*Task goal:* Edit the listing from the line containing "Highlight black picture" through the line containing "[107,170,118,191]", replacing every "chrome" with "silver" and keeping all other text unchanged. Reproduce only those lines, leaving out the pictures.
— START Working data —
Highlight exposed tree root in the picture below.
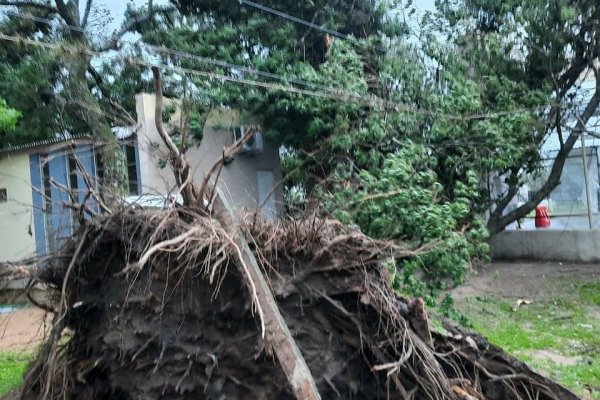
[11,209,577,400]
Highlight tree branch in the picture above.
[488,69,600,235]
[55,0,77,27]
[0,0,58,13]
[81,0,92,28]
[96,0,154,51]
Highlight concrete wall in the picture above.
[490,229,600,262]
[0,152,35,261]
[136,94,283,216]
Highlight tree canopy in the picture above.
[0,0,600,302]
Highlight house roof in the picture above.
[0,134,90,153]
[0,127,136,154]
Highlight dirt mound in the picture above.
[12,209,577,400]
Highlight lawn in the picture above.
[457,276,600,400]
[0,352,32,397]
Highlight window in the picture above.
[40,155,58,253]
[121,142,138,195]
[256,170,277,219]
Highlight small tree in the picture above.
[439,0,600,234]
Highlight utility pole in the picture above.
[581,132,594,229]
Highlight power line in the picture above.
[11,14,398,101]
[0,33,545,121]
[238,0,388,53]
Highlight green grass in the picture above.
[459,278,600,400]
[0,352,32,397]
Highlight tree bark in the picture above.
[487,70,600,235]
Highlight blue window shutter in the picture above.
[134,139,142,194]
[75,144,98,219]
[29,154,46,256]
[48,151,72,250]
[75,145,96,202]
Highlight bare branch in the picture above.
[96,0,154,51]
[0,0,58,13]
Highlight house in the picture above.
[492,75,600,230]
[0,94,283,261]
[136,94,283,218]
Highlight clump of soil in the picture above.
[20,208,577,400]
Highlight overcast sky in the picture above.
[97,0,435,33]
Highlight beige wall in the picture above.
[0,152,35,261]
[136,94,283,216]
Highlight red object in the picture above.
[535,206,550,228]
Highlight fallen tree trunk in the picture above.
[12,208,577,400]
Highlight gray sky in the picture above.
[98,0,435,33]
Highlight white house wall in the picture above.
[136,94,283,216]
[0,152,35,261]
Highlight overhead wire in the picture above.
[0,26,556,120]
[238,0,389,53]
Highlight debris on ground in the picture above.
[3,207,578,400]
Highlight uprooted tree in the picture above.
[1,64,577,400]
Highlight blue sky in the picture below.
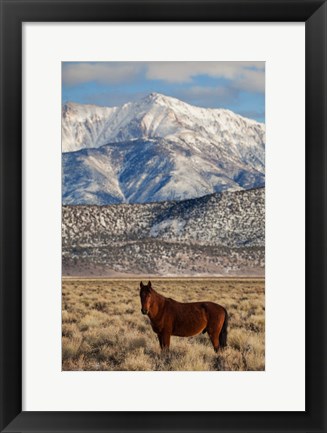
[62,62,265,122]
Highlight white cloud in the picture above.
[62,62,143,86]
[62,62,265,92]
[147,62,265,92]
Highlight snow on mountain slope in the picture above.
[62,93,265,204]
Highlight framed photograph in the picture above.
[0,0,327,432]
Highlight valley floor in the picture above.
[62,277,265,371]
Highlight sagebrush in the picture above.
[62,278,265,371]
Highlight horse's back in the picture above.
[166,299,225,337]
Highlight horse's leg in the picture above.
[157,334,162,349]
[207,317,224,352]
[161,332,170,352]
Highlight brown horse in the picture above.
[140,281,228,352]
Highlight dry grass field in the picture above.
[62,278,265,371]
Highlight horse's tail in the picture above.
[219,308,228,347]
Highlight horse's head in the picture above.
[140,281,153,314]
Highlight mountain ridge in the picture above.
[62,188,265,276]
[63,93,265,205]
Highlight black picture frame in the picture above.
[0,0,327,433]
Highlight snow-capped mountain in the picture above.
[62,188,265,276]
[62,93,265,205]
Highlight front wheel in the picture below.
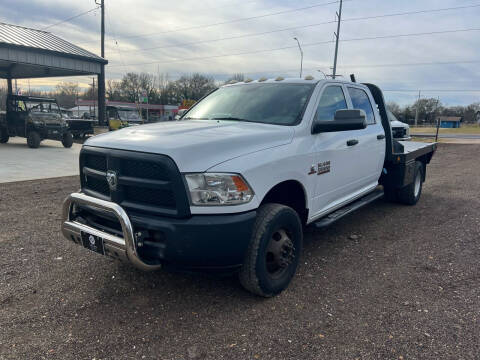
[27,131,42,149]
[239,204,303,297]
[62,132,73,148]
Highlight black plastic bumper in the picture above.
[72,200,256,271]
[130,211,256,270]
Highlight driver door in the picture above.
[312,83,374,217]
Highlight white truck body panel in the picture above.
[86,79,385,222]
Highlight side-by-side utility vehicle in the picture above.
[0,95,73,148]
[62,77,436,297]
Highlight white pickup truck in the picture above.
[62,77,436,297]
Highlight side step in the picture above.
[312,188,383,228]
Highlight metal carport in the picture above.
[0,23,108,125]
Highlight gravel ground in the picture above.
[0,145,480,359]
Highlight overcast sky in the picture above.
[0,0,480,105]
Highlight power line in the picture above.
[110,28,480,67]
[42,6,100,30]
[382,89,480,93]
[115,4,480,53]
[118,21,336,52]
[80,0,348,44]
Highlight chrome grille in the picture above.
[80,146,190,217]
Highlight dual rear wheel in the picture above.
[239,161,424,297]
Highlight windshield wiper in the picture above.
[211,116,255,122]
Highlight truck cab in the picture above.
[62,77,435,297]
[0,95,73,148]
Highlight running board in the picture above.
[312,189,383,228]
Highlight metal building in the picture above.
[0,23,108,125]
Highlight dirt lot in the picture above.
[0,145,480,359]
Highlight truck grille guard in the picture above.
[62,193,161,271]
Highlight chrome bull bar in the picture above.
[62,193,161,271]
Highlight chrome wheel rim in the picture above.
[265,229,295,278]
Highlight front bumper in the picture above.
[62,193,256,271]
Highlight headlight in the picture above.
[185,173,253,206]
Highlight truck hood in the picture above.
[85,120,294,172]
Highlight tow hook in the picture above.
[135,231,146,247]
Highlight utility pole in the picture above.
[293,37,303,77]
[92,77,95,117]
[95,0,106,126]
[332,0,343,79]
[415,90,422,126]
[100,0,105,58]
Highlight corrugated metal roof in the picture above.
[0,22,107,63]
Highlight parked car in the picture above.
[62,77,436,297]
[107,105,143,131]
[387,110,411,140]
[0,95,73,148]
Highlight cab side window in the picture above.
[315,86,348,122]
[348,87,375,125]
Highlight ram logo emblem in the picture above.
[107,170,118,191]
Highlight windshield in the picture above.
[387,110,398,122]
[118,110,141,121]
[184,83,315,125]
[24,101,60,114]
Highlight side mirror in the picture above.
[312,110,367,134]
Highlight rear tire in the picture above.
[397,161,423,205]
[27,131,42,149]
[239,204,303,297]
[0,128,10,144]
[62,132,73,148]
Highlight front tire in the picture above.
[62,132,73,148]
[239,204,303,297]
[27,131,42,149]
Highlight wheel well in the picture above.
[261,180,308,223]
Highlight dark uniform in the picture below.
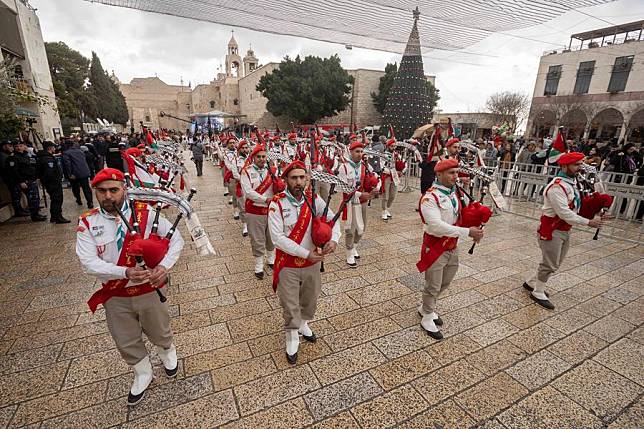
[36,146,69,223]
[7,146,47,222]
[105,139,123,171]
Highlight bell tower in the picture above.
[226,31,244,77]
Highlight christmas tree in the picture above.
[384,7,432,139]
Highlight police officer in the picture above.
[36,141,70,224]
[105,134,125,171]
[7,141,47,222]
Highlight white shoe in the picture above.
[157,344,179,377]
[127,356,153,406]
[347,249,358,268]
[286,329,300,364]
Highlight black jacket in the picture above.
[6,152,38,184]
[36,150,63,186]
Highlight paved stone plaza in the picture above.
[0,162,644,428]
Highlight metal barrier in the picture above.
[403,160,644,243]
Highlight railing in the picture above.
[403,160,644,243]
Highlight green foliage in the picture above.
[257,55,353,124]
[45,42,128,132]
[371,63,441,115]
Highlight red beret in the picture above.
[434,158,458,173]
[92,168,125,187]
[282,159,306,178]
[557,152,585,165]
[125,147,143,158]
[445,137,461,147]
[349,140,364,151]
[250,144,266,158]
— END Working data —
— START Working data —
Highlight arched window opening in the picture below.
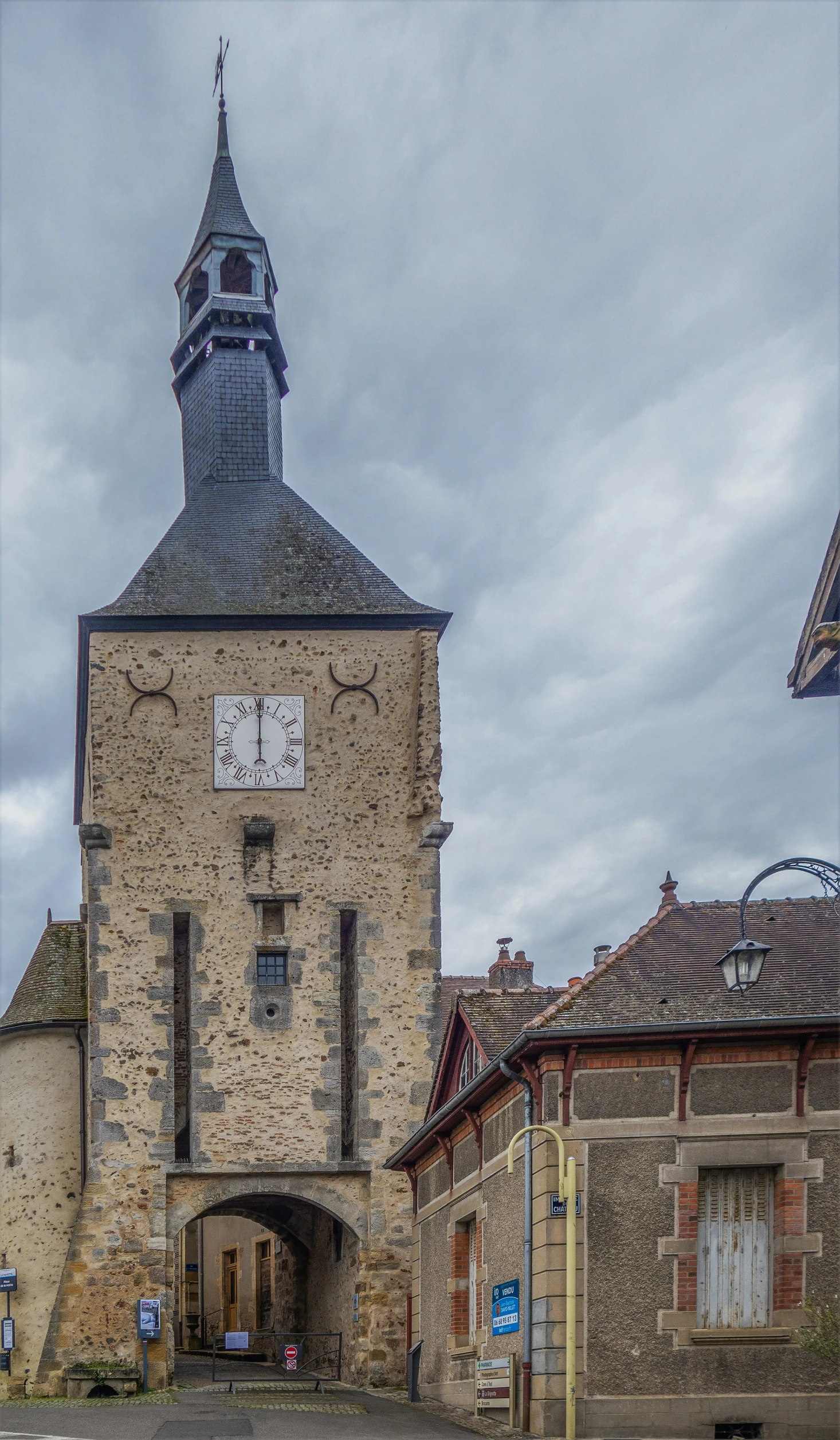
— END Working data —
*Exercise answer:*
Highlight black picture frame in the picture above.
[0,0,327,433]
Highlight snow-capped mountain in the picture above.
[62,188,265,276]
[62,93,265,205]
Highlight front wheel in the picture below.
[27,131,42,149]
[239,204,303,297]
[62,132,73,148]
Highlight black plastic bumper in the picture above.
[72,200,256,271]
[130,211,256,270]
Highlight driver door in the picture above.
[312,83,374,217]
Highlight white truck body panel in the picture above.
[86,79,385,222]
Highlight side-by-side utility vehicle in the picture above.
[0,95,73,148]
[62,77,436,297]
Highlight white pickup truck in the picture above.
[62,77,436,297]
Highlight side step in the picture above.
[312,188,383,228]
Highlight metal carport in the picture above.
[0,23,108,125]
Highlight gravel ground in the picture above.
[0,145,480,359]
Highlight overcast sky in the picture above.
[0,0,480,105]
Highlight power line in the picture above.
[110,28,480,67]
[42,6,100,30]
[382,89,480,93]
[115,4,480,53]
[118,21,336,52]
[80,0,348,44]
Highlight silver grille in the picture above.
[80,146,190,217]
Highlight dual rear wheel in the picture above.
[239,161,424,297]
Highlight windshield wiper in the picture above.
[211,116,255,122]
Highlight truck cab in the picture above.
[62,77,435,297]
[0,95,73,148]
Highlight running board in the picture above.
[312,189,383,228]
Highlight metal building in the picture above.
[0,23,108,125]
Highlight dirt lot in the picture above.
[0,145,480,359]
Highlight truck grille guard in the picture above.
[62,193,161,271]
Highlight silver bull bar in the picture above.
[62,193,161,271]
Highlight silver wheel rim in the picture above.
[265,229,295,278]
Highlight front bumper in the picture above.
[62,193,256,271]
Highlight headlight in the picture above.
[185,173,253,206]
Highlight truck hood in the picture above.
[85,120,294,172]
Highlight tow hook in the picture above.
[135,231,146,247]
Highlight utility pole in the picture above.
[293,37,303,77]
[92,77,95,117]
[95,0,106,126]
[332,0,343,79]
[415,90,422,126]
[100,0,105,58]
Highlight corrugated metal roof in the picture above.
[0,22,107,63]
Highlight parked car in the picture above.
[62,77,436,297]
[107,105,143,131]
[387,110,411,140]
[0,95,73,148]
Highlight cab side window in the picture above.
[315,86,348,122]
[348,87,375,125]
Highlight ram logo emblem in the picture above.
[107,170,118,191]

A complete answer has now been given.